** Given entries follows **

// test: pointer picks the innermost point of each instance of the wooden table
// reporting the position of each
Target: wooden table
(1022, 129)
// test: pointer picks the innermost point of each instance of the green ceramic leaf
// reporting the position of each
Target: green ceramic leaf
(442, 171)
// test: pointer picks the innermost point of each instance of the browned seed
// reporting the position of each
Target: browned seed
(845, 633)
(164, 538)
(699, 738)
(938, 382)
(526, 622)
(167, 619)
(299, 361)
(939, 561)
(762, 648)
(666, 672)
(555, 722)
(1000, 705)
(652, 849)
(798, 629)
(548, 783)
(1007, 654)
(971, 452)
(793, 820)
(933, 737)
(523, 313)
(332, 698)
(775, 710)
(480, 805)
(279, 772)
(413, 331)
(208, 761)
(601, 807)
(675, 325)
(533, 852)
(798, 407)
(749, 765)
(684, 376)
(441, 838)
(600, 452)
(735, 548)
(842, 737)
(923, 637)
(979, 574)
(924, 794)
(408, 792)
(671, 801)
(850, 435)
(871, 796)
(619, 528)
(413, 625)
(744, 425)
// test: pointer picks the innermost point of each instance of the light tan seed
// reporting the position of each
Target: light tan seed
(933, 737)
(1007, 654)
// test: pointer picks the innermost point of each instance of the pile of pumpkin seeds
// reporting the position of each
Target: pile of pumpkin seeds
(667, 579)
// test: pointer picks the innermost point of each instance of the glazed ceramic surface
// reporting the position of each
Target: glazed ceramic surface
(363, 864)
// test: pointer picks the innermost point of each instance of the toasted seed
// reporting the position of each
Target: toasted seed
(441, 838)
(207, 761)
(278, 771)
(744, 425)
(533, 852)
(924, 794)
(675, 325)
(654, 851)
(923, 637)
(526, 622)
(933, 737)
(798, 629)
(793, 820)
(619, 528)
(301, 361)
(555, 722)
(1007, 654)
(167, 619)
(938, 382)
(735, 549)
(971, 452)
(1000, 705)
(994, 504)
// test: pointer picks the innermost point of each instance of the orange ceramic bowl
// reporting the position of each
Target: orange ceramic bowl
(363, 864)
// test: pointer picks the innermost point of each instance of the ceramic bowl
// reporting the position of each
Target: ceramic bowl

** End of Given entries **

Set down only these lines, exactly: the one containing "the ceramic bowl" and each line after it through the end of the entries above.

// test: pointer picks the innermost point of each instance of the ceramic bowl
// reporting the position of each
Target: ceramic bowl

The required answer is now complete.